Required work: From the records below, extract all the text exactly and leave the images behind.

Dataset excerpts:

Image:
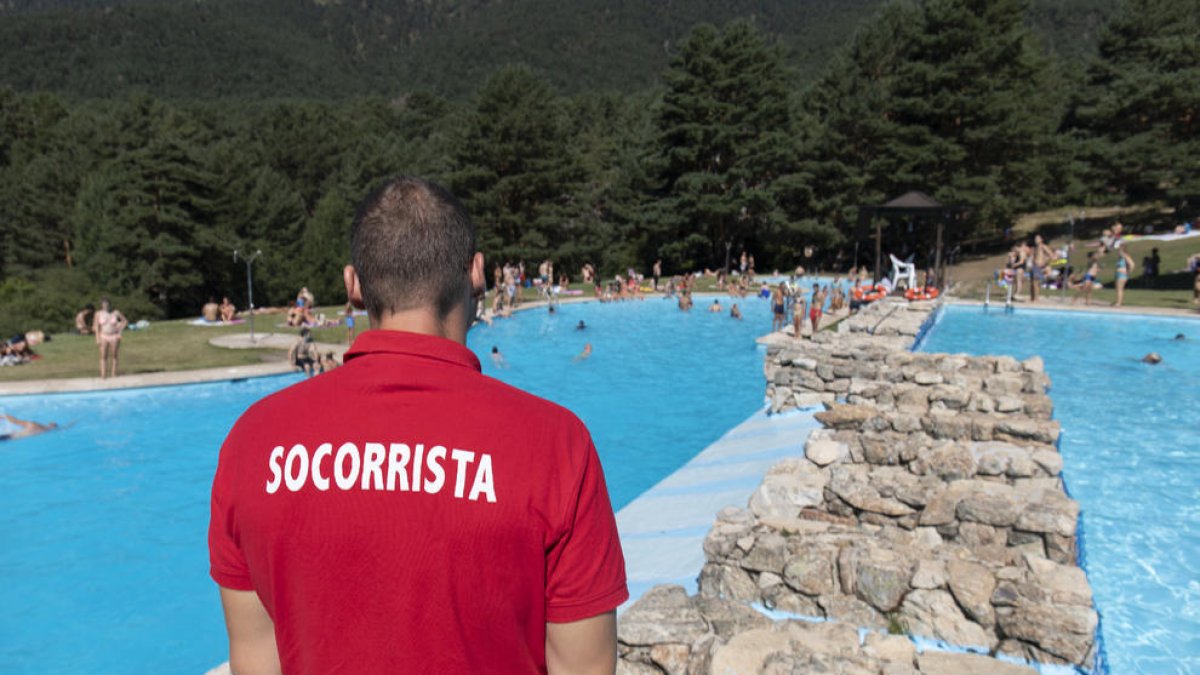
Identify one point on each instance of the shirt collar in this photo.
(412, 344)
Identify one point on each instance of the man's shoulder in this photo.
(523, 404)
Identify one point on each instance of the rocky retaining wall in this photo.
(929, 505)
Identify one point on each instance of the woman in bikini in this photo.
(1125, 268)
(107, 326)
(778, 308)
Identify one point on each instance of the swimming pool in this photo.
(103, 536)
(1129, 444)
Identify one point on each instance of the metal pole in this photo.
(250, 285)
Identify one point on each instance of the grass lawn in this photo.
(175, 345)
(1173, 290)
(166, 345)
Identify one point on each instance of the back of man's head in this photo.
(412, 245)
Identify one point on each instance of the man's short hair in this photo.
(412, 245)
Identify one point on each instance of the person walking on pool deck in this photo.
(107, 326)
(1125, 268)
(816, 308)
(405, 512)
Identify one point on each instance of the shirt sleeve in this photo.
(586, 568)
(227, 562)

Answer to this exercise:
Image:
Identify one point on each instance of the shirt collar in this photo.
(412, 344)
Identify one point on each instance of the man's shoulder in this photo.
(523, 404)
Identify one point on each instance of the rocky retaining wall in this photo.
(929, 505)
Identify one point on each instance of the woman in bikini in this photo.
(1125, 268)
(107, 326)
(778, 308)
Identify one point on each instance of the swimming pool in this photo.
(103, 536)
(1129, 444)
Identify one point on each instance of the metal pole in this photo.
(250, 285)
Identify one point on each instance of the grass lawn in this photo.
(175, 345)
(1173, 290)
(166, 345)
Identify one point on each instance of the back of man's head in this photo.
(412, 245)
Identify one point on each instance of the man's short hair in this photo.
(412, 245)
Identify one point on each instance of the person walking on pool deck in this photo.
(107, 326)
(1125, 268)
(816, 308)
(405, 512)
Identify one point on each instance of the shirt sleeve in this photo.
(586, 568)
(227, 562)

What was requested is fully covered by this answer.